> [Exercise materials]
○ ○ ○ ○

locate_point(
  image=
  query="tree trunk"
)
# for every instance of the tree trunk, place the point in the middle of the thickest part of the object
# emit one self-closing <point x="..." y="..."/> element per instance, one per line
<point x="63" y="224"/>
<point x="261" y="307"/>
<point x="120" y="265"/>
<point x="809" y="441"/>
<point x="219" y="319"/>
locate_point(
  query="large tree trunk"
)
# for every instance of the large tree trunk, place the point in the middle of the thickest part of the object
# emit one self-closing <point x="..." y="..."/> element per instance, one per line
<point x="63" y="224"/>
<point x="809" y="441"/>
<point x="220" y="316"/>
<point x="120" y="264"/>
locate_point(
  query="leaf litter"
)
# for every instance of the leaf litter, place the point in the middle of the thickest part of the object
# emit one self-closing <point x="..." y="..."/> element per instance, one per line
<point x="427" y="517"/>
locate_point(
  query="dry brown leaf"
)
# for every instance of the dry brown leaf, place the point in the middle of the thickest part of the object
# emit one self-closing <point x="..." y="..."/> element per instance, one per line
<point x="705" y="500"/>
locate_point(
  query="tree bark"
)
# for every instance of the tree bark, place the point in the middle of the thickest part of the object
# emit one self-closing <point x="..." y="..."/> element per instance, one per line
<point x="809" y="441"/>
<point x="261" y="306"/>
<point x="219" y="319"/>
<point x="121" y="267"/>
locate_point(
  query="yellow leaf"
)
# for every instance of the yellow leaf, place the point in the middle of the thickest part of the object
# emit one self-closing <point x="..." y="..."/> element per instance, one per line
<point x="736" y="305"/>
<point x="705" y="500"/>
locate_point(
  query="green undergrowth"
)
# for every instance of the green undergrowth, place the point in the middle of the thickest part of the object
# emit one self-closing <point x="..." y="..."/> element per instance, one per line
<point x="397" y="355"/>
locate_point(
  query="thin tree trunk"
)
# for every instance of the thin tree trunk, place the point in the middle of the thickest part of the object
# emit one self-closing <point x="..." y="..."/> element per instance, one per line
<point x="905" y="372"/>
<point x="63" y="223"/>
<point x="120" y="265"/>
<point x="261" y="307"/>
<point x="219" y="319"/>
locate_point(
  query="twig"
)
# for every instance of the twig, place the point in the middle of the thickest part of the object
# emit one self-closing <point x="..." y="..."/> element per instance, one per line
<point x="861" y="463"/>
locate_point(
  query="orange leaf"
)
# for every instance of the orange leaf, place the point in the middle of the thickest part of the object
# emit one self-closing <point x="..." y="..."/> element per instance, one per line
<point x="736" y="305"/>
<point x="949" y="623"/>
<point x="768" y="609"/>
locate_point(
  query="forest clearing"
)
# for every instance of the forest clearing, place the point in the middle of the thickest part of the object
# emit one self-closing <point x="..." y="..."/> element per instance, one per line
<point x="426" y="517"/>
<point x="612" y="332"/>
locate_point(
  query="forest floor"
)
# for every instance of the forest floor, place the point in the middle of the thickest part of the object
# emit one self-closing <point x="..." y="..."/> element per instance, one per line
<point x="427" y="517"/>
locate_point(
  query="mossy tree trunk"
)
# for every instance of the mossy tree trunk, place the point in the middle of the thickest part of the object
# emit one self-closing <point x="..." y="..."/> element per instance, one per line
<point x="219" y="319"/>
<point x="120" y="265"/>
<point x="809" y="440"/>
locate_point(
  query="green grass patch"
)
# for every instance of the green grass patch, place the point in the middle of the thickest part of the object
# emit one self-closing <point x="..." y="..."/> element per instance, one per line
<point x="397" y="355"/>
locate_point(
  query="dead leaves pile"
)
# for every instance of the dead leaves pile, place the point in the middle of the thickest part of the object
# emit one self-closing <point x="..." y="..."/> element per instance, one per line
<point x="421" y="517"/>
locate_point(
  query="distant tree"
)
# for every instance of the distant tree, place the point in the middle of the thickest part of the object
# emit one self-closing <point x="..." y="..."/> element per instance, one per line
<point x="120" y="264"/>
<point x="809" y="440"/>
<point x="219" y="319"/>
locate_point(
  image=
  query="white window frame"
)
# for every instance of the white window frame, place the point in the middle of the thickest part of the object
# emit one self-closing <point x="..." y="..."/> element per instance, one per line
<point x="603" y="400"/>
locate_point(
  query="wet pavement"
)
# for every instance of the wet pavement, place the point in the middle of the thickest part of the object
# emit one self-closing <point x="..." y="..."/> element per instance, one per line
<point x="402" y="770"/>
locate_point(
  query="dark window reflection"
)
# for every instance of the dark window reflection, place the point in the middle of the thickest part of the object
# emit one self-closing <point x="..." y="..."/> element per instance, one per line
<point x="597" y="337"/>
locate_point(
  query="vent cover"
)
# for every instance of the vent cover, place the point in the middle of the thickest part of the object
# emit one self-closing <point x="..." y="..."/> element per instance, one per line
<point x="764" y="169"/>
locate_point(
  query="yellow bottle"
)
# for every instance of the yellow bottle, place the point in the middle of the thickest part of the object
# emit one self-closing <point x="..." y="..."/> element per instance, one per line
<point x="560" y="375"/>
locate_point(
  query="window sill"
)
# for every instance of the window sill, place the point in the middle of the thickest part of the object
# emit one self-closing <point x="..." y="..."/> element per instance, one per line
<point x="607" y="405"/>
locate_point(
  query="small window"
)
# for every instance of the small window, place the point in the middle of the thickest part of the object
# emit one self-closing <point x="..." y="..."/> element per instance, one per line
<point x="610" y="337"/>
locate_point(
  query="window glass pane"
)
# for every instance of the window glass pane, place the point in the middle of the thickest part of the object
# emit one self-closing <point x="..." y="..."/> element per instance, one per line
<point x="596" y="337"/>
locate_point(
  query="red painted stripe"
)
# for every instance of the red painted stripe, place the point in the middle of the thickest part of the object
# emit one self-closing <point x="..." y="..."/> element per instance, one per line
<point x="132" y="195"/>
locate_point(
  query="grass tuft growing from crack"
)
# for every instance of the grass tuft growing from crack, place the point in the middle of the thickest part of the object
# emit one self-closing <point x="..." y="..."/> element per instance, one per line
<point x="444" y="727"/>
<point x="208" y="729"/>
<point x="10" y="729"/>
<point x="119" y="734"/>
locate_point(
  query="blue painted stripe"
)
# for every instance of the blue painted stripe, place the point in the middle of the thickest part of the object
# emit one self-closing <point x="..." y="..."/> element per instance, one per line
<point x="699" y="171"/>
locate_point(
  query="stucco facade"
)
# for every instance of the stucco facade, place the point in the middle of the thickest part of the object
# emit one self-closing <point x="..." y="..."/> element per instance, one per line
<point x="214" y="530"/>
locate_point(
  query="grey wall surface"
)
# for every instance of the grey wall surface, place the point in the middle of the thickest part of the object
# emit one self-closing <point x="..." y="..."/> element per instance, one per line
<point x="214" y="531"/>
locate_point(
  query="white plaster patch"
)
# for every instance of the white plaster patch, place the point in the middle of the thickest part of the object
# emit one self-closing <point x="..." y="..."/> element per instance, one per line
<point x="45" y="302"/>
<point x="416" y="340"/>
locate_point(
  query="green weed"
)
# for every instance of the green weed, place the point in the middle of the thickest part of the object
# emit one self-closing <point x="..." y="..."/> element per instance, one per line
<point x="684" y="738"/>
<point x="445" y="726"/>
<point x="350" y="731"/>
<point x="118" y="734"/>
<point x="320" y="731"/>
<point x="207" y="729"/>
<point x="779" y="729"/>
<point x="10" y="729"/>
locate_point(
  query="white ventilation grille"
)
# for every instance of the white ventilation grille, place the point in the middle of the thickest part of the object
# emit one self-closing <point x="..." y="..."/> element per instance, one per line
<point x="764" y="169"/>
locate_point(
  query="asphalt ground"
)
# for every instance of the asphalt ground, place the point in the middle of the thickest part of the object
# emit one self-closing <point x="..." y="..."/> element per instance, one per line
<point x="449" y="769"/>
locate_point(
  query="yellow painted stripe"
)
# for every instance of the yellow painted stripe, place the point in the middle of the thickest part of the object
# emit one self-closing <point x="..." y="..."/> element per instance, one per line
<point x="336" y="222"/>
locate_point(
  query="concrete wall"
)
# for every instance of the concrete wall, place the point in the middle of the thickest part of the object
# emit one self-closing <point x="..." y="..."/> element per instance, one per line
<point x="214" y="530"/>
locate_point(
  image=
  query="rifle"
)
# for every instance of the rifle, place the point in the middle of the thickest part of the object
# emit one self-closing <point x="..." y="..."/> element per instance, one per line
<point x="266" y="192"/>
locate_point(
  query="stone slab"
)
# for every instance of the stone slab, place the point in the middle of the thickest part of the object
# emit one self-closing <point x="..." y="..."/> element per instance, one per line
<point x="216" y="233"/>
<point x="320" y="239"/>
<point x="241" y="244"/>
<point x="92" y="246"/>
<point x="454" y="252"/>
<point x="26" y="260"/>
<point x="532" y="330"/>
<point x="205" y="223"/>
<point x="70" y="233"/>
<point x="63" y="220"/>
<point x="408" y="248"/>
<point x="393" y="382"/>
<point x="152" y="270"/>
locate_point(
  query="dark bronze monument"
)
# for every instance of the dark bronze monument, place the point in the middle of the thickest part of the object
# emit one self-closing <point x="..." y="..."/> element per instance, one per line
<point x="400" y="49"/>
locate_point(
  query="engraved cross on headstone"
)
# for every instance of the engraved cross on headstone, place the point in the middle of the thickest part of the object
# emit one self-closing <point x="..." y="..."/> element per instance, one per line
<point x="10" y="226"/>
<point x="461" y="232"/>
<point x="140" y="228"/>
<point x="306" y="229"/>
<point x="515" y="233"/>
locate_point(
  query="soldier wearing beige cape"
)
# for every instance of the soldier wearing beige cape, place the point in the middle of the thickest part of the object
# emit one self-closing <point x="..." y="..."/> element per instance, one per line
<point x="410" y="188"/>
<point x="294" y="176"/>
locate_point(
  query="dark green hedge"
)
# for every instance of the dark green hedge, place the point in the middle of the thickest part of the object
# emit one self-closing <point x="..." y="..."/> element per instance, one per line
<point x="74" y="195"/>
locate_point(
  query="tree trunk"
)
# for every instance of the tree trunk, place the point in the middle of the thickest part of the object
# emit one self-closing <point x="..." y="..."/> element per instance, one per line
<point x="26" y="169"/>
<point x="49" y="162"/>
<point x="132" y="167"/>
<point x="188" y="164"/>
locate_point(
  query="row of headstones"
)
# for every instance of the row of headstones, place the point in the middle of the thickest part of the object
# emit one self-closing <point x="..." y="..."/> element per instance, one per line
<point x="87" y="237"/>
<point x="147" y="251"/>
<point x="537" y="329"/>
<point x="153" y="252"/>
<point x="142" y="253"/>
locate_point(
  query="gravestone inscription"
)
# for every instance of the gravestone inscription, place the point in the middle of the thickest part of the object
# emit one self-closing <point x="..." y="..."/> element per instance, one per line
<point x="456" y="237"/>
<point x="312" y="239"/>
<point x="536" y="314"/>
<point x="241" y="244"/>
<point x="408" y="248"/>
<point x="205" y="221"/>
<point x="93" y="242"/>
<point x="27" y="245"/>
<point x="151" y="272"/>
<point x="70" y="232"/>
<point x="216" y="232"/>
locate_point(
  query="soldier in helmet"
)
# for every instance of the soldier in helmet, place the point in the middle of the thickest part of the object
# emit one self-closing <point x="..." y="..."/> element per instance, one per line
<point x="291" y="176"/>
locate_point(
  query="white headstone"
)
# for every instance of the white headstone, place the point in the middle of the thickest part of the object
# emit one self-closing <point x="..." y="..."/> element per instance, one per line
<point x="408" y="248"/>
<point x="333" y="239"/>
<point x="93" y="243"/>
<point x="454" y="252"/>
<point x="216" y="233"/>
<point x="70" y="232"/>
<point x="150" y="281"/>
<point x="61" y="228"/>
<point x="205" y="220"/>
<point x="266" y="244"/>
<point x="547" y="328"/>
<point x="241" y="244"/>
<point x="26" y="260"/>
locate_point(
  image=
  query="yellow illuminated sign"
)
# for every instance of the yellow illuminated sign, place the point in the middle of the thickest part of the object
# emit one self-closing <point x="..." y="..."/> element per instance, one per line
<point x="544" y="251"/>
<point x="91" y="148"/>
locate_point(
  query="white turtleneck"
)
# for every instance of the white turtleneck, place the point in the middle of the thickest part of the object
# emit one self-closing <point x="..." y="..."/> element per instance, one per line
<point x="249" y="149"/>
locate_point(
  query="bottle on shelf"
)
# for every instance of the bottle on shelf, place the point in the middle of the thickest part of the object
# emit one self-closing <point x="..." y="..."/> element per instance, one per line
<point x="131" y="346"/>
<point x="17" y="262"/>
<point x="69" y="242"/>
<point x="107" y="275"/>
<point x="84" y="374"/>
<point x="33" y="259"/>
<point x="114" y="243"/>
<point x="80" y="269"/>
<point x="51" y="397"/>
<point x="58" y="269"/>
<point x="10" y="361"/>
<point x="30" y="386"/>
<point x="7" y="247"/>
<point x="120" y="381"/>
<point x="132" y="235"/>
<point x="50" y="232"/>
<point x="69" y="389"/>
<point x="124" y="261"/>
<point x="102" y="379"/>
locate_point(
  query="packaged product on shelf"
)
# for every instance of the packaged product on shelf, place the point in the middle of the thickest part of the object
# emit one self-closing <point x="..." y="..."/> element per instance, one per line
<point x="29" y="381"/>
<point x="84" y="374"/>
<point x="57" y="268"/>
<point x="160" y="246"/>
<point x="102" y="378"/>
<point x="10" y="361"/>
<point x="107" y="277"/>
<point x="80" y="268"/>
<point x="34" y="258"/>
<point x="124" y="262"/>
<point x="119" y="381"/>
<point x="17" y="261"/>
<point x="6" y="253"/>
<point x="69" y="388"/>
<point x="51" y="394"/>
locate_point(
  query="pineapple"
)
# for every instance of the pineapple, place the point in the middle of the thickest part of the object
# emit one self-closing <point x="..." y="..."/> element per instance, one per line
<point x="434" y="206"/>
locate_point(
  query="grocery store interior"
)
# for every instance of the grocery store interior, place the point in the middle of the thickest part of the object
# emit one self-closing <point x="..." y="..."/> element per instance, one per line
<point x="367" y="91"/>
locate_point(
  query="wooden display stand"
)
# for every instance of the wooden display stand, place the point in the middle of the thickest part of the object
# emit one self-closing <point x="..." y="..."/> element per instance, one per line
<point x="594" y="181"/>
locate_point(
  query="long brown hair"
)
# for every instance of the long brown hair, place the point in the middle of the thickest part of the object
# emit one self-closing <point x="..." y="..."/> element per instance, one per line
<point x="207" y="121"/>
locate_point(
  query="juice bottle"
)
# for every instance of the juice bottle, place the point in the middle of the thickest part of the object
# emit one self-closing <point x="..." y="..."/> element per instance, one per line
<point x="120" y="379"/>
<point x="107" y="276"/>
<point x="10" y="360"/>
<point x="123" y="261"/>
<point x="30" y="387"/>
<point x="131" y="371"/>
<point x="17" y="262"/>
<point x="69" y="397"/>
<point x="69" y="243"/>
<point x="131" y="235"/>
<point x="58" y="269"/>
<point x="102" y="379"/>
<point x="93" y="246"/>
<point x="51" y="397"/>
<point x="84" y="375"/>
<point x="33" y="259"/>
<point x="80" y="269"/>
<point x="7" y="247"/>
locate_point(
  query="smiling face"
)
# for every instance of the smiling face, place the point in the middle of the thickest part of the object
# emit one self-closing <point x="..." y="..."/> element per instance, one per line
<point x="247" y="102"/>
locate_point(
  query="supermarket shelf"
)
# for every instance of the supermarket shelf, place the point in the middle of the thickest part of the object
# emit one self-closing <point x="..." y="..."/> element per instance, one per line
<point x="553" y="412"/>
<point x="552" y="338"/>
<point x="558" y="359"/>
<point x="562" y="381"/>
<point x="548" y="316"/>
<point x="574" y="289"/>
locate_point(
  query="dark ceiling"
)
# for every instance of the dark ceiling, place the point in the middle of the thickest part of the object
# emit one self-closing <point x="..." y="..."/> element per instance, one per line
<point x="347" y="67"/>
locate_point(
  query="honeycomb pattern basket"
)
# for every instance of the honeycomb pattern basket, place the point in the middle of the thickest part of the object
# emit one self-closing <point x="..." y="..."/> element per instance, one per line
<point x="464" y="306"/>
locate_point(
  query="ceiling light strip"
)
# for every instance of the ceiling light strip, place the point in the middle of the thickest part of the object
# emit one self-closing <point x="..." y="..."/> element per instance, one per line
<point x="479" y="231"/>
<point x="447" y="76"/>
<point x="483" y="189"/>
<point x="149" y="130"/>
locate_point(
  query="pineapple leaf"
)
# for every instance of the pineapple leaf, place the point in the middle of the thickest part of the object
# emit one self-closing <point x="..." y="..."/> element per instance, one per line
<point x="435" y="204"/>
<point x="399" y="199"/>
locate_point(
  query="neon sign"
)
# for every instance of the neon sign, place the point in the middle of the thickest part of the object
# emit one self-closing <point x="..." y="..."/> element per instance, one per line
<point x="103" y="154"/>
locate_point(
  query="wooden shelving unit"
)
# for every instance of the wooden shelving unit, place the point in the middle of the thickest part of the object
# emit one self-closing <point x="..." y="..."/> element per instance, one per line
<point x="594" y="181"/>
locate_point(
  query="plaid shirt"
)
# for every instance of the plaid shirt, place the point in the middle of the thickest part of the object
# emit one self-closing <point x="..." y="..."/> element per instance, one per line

○ ○ ○ ○

> [Task prompt] Pick out each line in the data containing the string "large", and list those lines.

> [Solved exercise]
  query="large tree trunk"
# for every instance of the large tree trunk, place the point in the middle of the thickest part of the object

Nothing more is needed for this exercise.